* [OBJECTIVE]:
Format the records below as a JSON list of strings, with one string per line and blank lines omitted.

* [DATA EXCERPTS]:
======

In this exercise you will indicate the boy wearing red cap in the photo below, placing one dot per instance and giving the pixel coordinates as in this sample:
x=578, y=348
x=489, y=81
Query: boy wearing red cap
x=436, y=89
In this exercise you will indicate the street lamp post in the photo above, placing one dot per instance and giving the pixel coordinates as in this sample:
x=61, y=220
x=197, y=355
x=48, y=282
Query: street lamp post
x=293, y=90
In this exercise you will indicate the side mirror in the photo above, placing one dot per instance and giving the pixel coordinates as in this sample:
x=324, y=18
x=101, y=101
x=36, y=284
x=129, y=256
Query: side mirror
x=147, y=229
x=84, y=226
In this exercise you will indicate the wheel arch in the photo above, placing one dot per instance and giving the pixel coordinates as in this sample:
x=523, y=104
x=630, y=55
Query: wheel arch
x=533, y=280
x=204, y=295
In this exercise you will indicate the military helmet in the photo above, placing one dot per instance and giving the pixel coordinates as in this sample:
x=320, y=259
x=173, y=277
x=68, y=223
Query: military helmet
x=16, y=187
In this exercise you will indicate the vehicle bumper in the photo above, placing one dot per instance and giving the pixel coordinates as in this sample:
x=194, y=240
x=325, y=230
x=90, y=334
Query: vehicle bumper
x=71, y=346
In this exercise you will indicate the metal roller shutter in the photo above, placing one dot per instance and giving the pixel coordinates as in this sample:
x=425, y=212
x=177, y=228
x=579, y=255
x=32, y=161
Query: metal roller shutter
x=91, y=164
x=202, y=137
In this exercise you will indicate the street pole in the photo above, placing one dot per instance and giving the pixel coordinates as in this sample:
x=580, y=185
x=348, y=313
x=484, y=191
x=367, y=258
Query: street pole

======

* [FINAL ANSWER]:
[
  "In this exercise you will indicate the boy wearing red cap in the photo below, placing one dot per instance and giving the pixel coordinates as in this sample:",
  "x=578, y=348",
  "x=489, y=81",
  "Query: boy wearing red cap",
  "x=436, y=89",
  "In this exercise you will indicate the street lamp post in the photo above, placing one dot per instance and giving the pixel coordinates as in this sample:",
  "x=61, y=220",
  "x=197, y=355",
  "x=48, y=282",
  "Query: street lamp post",
  "x=293, y=90",
  "In this exercise you will indicate the side mirror in the photo above, placing one dot per instance and giving the pixel coordinates as in this sample:",
  "x=324, y=18",
  "x=101, y=101",
  "x=36, y=284",
  "x=129, y=256",
  "Query: side mirror",
  "x=147, y=229",
  "x=84, y=226",
  "In this exercise you will indicate the wheel arch in the photo above, placing one dot per instance and giving the pixel coordinates as in this sample:",
  "x=523, y=104",
  "x=630, y=55",
  "Query: wheel arch",
  "x=533, y=280",
  "x=204, y=295",
  "In this exercise you will indicate the military helmet in the photo above, placing one dot per instance and giving the pixel coordinates as in this sample:",
  "x=320, y=259",
  "x=173, y=277",
  "x=68, y=223",
  "Query: military helmet",
  "x=16, y=187",
  "In this exercise you will indicate the vehicle bumper in the photo above, placing one dot per instance and giving the pixel coordinates as in this sample:",
  "x=194, y=240",
  "x=325, y=230",
  "x=90, y=334",
  "Query: vehicle bumper",
  "x=71, y=346",
  "In this exercise you will indicate the metal roller shutter in the photo above, placing one dot per instance and giving the pixel coordinates as in this sample:",
  "x=425, y=212",
  "x=177, y=228",
  "x=579, y=255",
  "x=32, y=161",
  "Query: metal roller shutter",
  "x=91, y=164",
  "x=202, y=137",
  "In this exercise you will indicate the street pole in the photo above, placing one dot per instance and giving the pixel coordinates as in this sample:",
  "x=580, y=185",
  "x=348, y=313",
  "x=484, y=191",
  "x=367, y=258",
  "Query: street pole"
]